(TASKS TO PERFORM):
1: Reproduce a passage of the cougar news article word for word, beginning at the words "By Erin Hitchcock" and stopping after "in her backyard.".
2: Answer these questions using the cougar news article.
(a) At about what time did the woman let her dogs outside?
(b) How many times did she shoot the cougar?
(c) Whose cat did the cougar also kill?

(PROVIDED TEXT):
Wednesday, July 08, 2009

Canada: B.C. woman kills cougar who preyed on small dog

Woman shoots cougar who killed pets

By Erin Hitchcock - Williams Lake Tribune

Published: July 07, 2009 8:00 AM

A woman shot a cougar three times and killed it after she found it preying on her dog in her backyard near Esler.

Melynda Neufeld says she had just let her two Yorkie Pomeranian dogs outside at about 6 a.m. Friday, June 26 when she heard what she describes as a "kuffufle" underneath her deck in her backyard.

She asked her son to go outside to see what the noise was.

"He said, ‘Mom it's a cougar, go get the gun. He's got your dog.'"

She grabbed the gun from the safe, ran outside, and shot the cougar three times in the head.

"I rushed the dog to the vet and she passed away on the way," Neufeld says, adding that when she got home from the Williams Lake Veterinary Hospital she discovered that the cougar had also killed the cat belonging to her 13-year-old son Tyson.

Stored entries:

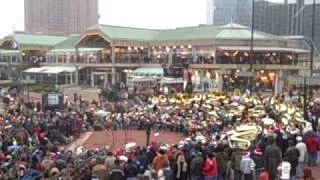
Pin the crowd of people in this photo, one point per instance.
(217, 127)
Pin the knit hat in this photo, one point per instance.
(246, 153)
(299, 138)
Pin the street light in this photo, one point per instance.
(251, 45)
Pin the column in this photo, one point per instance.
(202, 80)
(92, 79)
(214, 54)
(77, 54)
(57, 79)
(113, 76)
(66, 78)
(170, 56)
(278, 82)
(149, 53)
(105, 80)
(194, 55)
(113, 55)
(220, 81)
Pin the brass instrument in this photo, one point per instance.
(244, 135)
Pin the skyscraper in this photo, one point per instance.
(222, 12)
(291, 17)
(60, 16)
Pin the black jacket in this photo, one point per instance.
(131, 170)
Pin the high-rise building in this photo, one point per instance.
(60, 16)
(291, 17)
(222, 12)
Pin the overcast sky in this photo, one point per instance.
(157, 14)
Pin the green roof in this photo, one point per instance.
(37, 39)
(187, 33)
(126, 33)
(229, 31)
(68, 43)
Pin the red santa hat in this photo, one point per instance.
(258, 151)
(119, 152)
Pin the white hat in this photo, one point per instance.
(299, 138)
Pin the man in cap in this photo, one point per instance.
(302, 148)
(272, 157)
(161, 160)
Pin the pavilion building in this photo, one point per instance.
(217, 57)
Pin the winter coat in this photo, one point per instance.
(210, 167)
(272, 160)
(160, 161)
(196, 166)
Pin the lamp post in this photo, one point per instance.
(305, 105)
(312, 37)
(251, 44)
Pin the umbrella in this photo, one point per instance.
(130, 145)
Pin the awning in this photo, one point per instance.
(34, 70)
(171, 81)
(270, 49)
(143, 80)
(52, 69)
(72, 50)
(149, 71)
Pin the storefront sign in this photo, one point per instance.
(245, 74)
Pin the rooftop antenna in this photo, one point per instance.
(231, 20)
(13, 27)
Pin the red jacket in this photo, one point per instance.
(210, 167)
(312, 143)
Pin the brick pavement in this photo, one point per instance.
(117, 139)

(RESPONSES FOR EACH TASK):
1:
By Erin Hitchcock - Williams Lake Tribune

Published: July 07, 2009 8:00 AM

A woman shot a cougar three times and killed it after she found it preying on her dog in her backyard near Esler.

Melynda Neufeld says she had just let her two Yorkie Pomeranian dogs outside at about 6 a.m. Friday, June 26 when she heard what she describes as a "kuffufle" underneath her deck in her backyard.

2:
(a) About 6 a.m.
(b) Three times.
(c) The cat belonged to her 13-year-old son, Tyson.